Pictures are to be left out. Return exactly the lines below from the one with "Practice. Find the terracotta" up to and including the one with "Practice. Find the green field".

-------- THE DATA

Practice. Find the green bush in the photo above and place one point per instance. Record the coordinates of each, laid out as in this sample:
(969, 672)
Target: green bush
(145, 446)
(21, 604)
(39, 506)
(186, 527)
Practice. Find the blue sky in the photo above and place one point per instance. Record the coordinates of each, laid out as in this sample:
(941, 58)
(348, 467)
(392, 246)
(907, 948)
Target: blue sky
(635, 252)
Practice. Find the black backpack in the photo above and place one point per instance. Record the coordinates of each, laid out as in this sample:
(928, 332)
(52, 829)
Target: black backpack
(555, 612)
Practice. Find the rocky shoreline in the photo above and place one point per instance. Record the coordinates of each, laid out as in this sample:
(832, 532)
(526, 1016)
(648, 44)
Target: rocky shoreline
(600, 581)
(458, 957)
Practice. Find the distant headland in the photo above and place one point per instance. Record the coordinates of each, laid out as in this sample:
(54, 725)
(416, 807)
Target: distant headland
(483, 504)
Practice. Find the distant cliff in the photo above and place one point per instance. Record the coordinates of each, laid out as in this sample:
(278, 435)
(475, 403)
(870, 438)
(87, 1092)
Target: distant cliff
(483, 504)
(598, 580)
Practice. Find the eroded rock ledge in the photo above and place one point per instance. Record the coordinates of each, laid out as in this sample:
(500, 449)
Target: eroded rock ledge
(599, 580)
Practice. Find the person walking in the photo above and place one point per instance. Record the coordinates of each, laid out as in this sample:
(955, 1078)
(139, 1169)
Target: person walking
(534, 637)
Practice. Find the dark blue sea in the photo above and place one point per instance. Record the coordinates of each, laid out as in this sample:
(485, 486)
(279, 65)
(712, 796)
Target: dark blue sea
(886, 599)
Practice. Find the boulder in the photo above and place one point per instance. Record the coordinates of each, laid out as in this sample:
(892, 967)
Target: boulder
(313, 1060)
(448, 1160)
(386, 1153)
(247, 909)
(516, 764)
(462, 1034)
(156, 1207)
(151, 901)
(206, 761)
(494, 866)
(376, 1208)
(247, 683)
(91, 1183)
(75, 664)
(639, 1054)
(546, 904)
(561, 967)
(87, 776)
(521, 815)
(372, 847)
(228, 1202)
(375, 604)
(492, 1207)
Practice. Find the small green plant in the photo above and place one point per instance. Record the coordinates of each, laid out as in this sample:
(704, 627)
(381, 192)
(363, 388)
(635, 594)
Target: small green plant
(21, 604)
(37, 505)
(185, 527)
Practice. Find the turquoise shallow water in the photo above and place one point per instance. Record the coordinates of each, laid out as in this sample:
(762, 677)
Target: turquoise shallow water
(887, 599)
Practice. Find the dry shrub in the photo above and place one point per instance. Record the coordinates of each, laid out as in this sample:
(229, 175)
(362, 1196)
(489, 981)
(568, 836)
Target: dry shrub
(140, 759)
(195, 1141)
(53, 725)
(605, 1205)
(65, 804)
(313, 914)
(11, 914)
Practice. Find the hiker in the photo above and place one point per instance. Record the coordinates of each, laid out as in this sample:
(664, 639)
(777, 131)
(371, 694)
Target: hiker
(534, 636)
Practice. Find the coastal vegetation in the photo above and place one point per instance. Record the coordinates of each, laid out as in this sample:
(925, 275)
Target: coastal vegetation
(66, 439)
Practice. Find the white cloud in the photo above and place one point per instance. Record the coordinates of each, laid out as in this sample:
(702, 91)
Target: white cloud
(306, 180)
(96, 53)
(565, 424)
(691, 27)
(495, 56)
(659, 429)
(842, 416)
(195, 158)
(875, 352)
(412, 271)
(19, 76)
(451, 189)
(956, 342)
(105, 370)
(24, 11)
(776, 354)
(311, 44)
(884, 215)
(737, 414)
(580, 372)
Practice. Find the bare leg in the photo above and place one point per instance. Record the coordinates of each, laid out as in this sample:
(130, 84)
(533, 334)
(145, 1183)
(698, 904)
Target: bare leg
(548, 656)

----------------
-------- THE DATA

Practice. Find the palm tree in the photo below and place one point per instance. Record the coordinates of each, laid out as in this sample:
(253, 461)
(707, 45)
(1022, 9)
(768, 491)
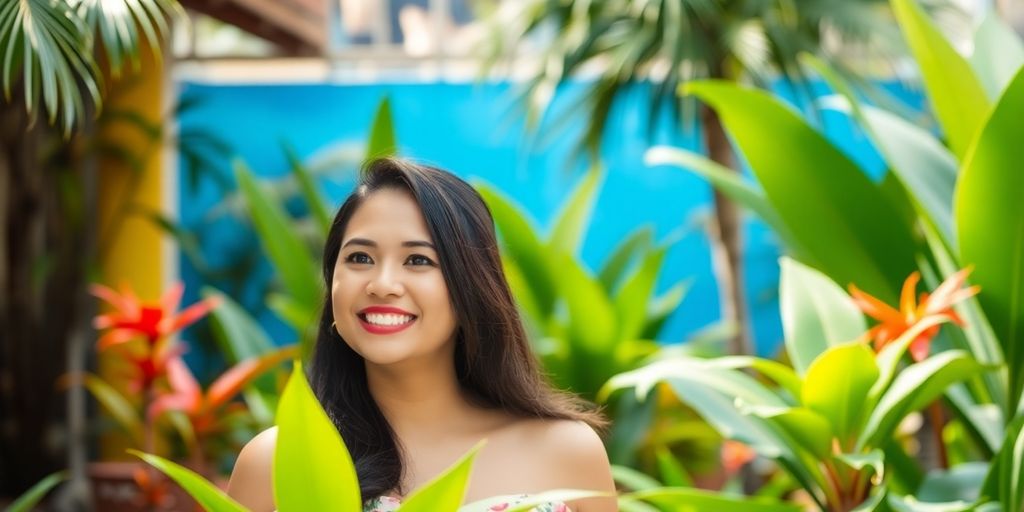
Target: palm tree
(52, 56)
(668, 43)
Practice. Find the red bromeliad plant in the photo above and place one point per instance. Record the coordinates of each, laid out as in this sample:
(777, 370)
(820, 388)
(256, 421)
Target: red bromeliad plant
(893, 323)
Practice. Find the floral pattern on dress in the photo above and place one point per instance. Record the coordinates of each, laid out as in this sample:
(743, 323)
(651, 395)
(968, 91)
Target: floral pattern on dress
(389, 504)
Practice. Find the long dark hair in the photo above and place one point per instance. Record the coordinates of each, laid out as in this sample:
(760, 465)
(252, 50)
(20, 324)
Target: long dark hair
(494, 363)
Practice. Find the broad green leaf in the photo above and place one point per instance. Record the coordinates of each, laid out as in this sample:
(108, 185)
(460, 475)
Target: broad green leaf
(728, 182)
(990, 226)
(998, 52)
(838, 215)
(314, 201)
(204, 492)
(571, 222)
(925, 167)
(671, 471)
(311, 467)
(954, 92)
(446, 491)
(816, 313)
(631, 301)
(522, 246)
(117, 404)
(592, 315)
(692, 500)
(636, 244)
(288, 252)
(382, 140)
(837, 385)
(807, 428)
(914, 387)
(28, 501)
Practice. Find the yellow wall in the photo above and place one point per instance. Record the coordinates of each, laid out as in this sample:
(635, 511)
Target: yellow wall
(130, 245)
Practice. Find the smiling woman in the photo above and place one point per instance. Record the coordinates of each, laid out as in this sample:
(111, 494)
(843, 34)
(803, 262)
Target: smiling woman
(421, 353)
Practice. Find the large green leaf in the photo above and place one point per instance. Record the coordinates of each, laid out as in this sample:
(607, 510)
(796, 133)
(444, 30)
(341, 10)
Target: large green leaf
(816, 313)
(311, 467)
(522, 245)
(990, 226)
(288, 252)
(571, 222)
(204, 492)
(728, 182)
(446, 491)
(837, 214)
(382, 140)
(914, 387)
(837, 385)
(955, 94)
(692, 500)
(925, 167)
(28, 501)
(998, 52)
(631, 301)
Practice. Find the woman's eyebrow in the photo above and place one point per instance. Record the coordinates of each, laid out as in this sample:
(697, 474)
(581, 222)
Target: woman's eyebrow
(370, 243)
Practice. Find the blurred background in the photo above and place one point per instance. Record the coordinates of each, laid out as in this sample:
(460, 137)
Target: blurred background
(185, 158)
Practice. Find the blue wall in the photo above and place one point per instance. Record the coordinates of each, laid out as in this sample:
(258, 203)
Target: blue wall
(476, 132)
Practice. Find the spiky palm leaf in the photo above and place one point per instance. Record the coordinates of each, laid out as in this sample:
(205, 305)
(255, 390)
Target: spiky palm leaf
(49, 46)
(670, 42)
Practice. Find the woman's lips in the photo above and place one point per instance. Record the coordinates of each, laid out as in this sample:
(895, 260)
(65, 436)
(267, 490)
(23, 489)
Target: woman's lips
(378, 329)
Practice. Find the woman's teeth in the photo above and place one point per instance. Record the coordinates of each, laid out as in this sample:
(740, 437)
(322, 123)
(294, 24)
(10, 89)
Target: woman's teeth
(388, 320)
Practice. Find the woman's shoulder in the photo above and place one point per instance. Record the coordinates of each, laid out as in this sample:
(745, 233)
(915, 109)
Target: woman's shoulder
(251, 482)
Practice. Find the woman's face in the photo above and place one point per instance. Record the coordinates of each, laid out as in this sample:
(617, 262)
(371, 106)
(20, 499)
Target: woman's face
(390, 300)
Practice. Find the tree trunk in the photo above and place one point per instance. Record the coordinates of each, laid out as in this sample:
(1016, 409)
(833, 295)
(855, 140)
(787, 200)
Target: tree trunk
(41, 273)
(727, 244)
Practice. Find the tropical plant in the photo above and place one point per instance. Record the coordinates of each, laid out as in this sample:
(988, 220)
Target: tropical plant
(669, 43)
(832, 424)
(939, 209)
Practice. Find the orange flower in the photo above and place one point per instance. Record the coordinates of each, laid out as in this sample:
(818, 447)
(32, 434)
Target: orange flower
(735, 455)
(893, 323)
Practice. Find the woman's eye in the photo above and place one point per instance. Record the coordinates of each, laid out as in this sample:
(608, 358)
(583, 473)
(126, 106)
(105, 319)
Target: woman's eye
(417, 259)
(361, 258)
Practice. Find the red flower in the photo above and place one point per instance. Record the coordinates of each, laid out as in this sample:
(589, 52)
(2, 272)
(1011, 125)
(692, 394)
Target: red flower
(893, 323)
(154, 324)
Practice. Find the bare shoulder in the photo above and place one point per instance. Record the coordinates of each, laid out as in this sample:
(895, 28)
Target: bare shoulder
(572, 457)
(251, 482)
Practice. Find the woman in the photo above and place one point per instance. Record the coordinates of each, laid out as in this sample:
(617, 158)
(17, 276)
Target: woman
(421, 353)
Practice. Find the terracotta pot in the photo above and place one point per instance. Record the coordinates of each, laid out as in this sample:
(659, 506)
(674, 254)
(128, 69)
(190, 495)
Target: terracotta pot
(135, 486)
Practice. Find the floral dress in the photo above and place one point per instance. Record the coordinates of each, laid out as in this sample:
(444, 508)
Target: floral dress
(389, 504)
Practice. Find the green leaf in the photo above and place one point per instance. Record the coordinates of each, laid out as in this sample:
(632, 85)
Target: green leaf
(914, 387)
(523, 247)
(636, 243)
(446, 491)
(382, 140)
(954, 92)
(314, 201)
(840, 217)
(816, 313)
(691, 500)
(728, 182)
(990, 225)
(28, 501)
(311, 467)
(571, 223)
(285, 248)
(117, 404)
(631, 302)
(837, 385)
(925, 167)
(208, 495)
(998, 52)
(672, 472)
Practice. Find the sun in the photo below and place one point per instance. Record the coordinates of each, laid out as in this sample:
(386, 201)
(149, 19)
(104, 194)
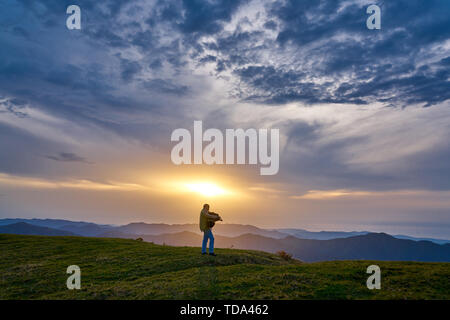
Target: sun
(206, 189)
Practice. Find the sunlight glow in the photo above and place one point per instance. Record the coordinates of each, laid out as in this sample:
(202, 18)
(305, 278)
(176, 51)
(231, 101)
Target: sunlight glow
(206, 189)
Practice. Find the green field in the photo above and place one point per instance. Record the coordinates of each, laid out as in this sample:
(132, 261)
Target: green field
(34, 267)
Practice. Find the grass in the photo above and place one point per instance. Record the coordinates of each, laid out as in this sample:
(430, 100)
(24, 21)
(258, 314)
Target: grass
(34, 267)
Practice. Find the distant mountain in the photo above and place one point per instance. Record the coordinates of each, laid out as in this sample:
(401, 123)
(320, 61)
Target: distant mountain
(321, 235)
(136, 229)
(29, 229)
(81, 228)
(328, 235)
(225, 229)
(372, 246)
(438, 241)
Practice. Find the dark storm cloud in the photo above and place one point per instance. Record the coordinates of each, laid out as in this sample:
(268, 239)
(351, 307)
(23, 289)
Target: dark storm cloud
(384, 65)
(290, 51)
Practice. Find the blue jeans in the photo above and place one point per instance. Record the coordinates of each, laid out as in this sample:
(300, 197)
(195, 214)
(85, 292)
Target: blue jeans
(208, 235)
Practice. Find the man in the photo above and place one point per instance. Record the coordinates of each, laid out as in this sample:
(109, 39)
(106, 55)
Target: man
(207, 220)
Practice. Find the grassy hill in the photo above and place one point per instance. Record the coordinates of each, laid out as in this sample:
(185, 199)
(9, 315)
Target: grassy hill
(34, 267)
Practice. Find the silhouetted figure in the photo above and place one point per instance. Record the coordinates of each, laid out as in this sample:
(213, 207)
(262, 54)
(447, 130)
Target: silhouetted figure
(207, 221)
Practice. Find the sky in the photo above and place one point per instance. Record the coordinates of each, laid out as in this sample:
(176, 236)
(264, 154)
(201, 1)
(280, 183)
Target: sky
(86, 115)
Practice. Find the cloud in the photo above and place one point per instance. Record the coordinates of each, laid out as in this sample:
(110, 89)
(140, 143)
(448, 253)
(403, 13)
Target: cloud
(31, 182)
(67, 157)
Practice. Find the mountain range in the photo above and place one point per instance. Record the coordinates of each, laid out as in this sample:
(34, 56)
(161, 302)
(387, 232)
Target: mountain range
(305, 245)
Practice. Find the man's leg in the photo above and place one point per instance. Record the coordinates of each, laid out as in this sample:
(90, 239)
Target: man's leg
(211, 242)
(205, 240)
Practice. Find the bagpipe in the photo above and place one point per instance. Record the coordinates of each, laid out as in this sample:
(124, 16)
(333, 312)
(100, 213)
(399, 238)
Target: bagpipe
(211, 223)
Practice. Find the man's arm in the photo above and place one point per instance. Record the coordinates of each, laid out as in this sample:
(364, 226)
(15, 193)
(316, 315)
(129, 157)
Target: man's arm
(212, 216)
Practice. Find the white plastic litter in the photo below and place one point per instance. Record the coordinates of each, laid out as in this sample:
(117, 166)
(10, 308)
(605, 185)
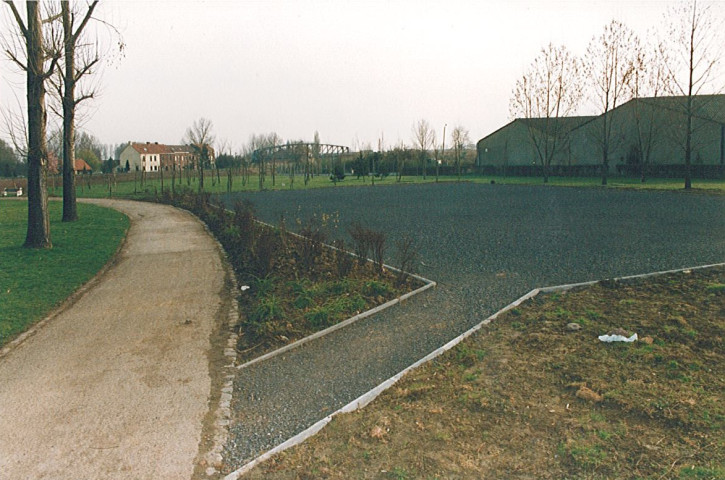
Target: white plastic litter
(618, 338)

----------------
-------- THE DATA

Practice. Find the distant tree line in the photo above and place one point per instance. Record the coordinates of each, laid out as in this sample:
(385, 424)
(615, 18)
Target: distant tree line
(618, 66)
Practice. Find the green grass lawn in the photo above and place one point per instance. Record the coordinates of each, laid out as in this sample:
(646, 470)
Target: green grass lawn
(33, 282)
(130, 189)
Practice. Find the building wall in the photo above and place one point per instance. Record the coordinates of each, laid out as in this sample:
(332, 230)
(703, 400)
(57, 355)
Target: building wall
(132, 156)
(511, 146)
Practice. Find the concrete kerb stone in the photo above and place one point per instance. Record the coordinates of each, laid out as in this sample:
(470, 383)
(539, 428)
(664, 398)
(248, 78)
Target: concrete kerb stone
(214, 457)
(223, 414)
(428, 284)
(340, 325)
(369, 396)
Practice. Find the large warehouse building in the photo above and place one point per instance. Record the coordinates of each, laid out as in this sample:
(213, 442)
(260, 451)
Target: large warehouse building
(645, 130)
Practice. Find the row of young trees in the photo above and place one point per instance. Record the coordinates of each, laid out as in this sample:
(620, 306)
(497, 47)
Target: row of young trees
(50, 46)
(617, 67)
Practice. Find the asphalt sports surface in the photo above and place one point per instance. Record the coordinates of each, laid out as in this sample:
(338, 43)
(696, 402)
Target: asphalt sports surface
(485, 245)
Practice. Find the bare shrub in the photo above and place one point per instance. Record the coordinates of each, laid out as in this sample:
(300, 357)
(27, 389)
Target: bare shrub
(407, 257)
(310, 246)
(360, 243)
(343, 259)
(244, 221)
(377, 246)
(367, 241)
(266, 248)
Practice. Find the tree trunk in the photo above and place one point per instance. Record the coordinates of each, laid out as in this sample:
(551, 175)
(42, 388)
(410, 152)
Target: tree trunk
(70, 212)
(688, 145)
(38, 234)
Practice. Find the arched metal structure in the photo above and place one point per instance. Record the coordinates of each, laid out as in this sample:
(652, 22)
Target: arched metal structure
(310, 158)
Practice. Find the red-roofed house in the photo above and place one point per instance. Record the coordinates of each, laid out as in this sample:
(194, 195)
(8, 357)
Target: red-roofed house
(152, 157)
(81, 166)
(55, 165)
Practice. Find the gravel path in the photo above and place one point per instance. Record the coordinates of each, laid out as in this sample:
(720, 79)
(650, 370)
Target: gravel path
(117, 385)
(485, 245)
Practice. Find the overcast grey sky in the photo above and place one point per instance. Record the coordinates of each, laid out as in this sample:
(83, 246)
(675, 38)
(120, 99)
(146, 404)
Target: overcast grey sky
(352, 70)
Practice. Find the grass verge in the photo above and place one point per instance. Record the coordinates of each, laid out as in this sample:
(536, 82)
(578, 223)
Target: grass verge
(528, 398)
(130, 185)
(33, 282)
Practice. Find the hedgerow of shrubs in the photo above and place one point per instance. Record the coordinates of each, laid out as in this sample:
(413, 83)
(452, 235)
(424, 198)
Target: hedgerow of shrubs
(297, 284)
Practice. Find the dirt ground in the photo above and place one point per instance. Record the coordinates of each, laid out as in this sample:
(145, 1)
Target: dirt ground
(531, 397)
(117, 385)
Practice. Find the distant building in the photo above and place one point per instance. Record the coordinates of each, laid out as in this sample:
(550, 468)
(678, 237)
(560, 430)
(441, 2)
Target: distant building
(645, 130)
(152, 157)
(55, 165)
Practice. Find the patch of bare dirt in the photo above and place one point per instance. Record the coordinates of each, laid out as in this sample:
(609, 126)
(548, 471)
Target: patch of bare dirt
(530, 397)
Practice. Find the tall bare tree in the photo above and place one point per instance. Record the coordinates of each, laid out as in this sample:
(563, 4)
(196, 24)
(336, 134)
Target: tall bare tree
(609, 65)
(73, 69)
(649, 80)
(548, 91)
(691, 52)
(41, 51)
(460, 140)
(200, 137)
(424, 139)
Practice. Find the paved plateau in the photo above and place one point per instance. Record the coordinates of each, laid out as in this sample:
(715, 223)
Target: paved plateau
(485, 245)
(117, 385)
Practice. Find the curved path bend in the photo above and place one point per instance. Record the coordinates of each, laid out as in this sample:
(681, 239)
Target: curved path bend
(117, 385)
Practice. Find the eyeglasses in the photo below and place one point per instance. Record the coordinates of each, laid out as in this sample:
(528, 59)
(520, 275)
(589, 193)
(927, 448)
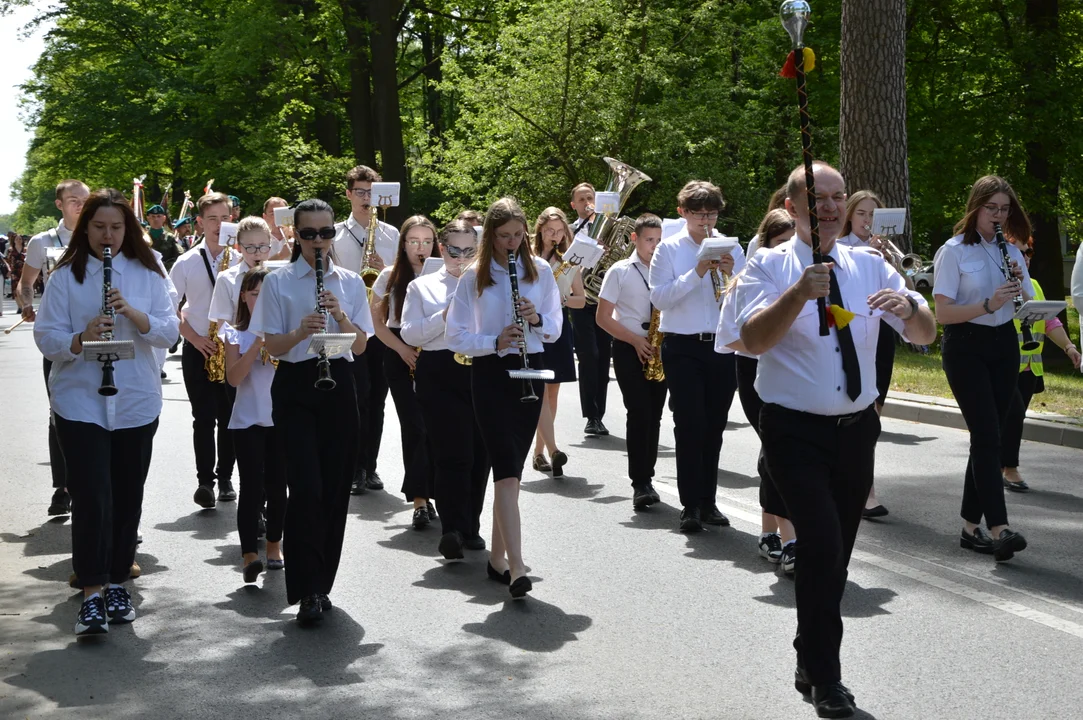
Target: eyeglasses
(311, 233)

----------------

→ ANSWER SPACE
Practice. Find the terracotta pot in the photo above and place one point per instance. Record the coordinates of each, laid out as in this sample:
(659, 506)
(674, 254)
(128, 69)
(190, 495)
Target: terracotta pot
(135, 486)
Practice. Find the floral dress in the photo above and place one point per instance. Record the coordinates of each, laid out as in this sample:
(444, 508)
Target: floral dress
(389, 504)
Practice. Find the green leaf in the photo above and place one point per instance. Record the coordinates of each, laid out as in this sample:
(632, 85)
Target: green leaf
(914, 387)
(523, 247)
(636, 243)
(446, 491)
(382, 140)
(954, 92)
(314, 201)
(840, 217)
(816, 313)
(691, 500)
(728, 182)
(990, 225)
(28, 501)
(311, 467)
(571, 223)
(285, 248)
(117, 404)
(631, 302)
(837, 385)
(925, 167)
(208, 495)
(998, 52)
(672, 472)
Practice. Find the sun in the photo below and place one point per instance. Record the coordinates of each, laid out as in this sample:
(386, 201)
(149, 19)
(104, 194)
Target: sun
(206, 189)
Practice. Find the sunlight glow in the photo above and place one point per instance. Record the coordinates of each, laid out as in this sample:
(202, 18)
(305, 278)
(176, 51)
(231, 101)
Target: sunlight glow
(206, 189)
Practice. Find the green field in the photo above and place one point per instance. Record the coordinates of each, laid out as in this sample:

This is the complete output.